Collected data:
################

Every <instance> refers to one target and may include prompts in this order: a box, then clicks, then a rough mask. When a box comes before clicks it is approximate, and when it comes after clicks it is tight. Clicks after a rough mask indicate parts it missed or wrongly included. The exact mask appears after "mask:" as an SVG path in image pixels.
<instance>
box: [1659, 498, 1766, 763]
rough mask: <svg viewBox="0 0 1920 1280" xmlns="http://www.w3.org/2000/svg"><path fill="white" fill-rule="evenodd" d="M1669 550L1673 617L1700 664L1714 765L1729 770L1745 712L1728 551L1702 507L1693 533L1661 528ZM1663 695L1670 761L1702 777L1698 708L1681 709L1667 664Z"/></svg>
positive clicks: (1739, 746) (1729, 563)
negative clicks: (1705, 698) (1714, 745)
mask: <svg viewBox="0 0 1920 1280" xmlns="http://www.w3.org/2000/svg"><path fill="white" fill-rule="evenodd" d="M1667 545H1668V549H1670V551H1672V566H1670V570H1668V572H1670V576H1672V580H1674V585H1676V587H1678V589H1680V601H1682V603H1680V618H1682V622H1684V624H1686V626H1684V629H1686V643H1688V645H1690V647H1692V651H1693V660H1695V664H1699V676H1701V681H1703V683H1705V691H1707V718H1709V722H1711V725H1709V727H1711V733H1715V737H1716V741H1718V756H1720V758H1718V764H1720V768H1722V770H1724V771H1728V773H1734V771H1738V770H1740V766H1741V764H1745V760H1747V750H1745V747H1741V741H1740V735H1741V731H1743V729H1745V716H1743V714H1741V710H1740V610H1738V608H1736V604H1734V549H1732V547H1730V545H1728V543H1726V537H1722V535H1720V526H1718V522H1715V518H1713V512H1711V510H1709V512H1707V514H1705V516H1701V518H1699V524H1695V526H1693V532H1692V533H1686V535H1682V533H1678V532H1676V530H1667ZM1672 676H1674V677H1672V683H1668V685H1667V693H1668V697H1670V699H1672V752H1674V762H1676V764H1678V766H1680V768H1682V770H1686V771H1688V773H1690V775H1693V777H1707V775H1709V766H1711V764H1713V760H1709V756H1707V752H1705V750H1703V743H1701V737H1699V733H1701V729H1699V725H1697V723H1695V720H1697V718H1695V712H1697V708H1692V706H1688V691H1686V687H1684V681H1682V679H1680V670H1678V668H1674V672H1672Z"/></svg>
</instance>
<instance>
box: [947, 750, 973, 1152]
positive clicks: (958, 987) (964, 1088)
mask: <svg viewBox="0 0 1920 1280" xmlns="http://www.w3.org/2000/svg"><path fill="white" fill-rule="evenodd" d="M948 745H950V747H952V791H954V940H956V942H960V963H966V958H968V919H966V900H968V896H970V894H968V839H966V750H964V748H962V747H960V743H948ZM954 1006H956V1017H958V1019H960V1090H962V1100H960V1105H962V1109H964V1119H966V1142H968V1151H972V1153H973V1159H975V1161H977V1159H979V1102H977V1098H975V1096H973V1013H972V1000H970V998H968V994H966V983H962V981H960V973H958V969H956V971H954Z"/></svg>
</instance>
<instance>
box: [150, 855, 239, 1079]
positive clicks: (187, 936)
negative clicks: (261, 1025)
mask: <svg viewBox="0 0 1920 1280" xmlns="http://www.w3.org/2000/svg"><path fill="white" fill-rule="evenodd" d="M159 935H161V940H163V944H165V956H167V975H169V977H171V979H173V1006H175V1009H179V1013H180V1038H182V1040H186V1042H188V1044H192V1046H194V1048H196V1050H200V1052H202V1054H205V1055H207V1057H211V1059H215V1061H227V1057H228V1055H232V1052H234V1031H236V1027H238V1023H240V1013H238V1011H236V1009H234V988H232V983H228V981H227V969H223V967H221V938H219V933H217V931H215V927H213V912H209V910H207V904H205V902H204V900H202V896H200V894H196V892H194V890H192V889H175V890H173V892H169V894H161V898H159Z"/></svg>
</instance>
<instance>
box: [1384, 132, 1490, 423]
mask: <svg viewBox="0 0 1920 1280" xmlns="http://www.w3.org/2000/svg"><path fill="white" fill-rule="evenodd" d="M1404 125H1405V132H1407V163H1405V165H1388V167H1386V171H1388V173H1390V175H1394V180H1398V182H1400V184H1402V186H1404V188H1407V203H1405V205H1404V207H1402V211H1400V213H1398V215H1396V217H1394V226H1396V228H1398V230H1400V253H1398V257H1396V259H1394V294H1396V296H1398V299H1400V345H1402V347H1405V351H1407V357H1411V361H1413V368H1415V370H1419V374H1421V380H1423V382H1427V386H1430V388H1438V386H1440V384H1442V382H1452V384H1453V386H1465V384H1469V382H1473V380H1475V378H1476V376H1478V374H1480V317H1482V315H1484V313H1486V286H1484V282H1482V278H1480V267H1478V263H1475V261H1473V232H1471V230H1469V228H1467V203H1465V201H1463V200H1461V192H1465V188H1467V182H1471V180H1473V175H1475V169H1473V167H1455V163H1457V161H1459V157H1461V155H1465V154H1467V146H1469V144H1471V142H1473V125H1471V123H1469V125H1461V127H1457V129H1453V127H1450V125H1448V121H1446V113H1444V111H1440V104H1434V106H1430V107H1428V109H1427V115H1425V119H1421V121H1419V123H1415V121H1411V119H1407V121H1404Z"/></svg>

################

**Description of the task:**
Reproduce every line of the entries above, unchanged, from the very first one down to and including the line containing "positive clicks: (1739, 746) (1729, 563)".

**Result:**
Every <instance> refers to one target and may include prompts in this order: a box, then clicks, then a rough mask. When a box comes before clicks it is approximate, and when it comes after clicks it is tight. Clicks after a rough mask indicate parts it missed or wrongly included. The exact mask appears after "mask:" as an SVG path in image pixels.
<instance>
box: [1659, 498, 1766, 763]
rough mask: <svg viewBox="0 0 1920 1280" xmlns="http://www.w3.org/2000/svg"><path fill="white" fill-rule="evenodd" d="M1669 550L1673 617L1700 664L1714 765L1729 770L1745 712L1728 551L1702 507L1693 533L1661 528ZM1663 695L1670 761L1702 777L1698 708L1681 709L1667 664Z"/></svg>
positive clicks: (1739, 746) (1729, 563)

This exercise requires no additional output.